### [Stated problem]
Put the records below into a two-column CSV with the headers input and output, one row per record, with its text under input and its answer under output. Each field should be quoted, with line breaks replaced by spaces, and the pictures left out.

### [Material for this task]
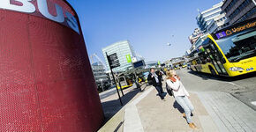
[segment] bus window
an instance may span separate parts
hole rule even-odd
[[[230,62],[256,55],[255,29],[217,40],[216,42]]]

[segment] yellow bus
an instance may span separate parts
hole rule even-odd
[[[190,58],[194,71],[228,77],[256,71],[256,18],[207,35]]]

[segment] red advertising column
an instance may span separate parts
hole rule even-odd
[[[62,0],[0,2],[0,131],[96,131],[103,113],[79,19]]]

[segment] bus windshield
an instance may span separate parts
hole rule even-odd
[[[256,30],[243,31],[216,40],[230,62],[256,55]]]

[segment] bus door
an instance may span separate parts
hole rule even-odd
[[[224,58],[220,54],[219,50],[217,49],[216,46],[214,44],[214,42],[210,40],[210,49],[207,48],[207,52],[209,54],[210,59],[215,65],[216,70],[221,75],[227,75],[227,71],[225,68],[223,67],[223,63],[225,63]]]

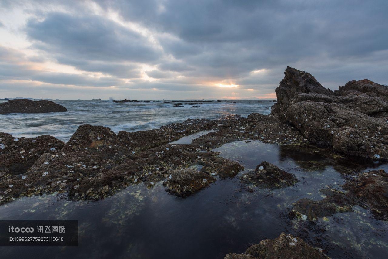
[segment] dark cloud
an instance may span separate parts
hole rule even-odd
[[[34,14],[24,32],[37,54],[27,60],[54,60],[111,76],[35,71],[16,61],[21,58],[19,53],[0,48],[0,56],[7,55],[0,63],[0,79],[155,88],[177,98],[195,88],[213,94],[217,82],[239,85],[236,92],[273,93],[288,65],[312,74],[332,89],[353,79],[388,82],[386,0],[94,2],[98,12],[87,1],[7,0],[3,5],[5,9],[28,6]],[[110,19],[108,12],[139,30]],[[145,82],[144,73],[157,80]]]
[[[51,13],[30,20],[26,31],[35,47],[60,58],[149,62],[159,55],[140,33],[100,16]]]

### [Task solution]
input,output
"[segment] bus window an instance may span separate parts hole rule even-odd","[[[230,62],[256,55],[255,29],[217,40],[216,42]]]"
"[segment] yellow bus an instance may span separate parts hole rule even-odd","[[[190,58],[194,71],[228,77],[256,71],[256,18],[207,35]]]"
"[segment] red advertising column an instance may span separate parts hole rule even-odd","[[[62,0],[0,2],[0,131],[96,131],[103,113],[79,19]]]"
"[segment] bus windshield an instance may span separate parts hole rule even-odd","[[[256,30],[243,31],[216,40],[230,62],[256,55]]]"
"[segment] bus door an instance may span separate parts hole rule even-odd","[[[224,58],[220,54],[219,50],[217,49],[216,46],[214,44],[214,42],[210,40],[210,49],[207,48],[207,52],[209,54],[210,59],[215,65],[216,70],[221,75],[227,75],[227,71],[225,68],[223,67],[223,63],[225,63]]]"
"[segment] dark cloud an instance may span separate parts hole rule even-odd","[[[34,14],[24,32],[37,54],[27,60],[54,60],[111,76],[35,71],[16,61],[21,58],[19,53],[0,48],[0,56],[7,55],[0,63],[0,79],[155,88],[177,98],[195,88],[213,94],[217,82],[239,85],[236,92],[273,93],[288,65],[312,74],[332,89],[353,79],[388,82],[386,0],[94,2],[98,12],[87,1],[7,0],[3,5],[5,9],[28,6]],[[110,19],[108,12],[139,30]],[[145,82],[144,73],[157,80]]] [[[51,13],[30,20],[26,31],[35,47],[60,58],[149,62],[159,55],[140,33],[100,16]]]"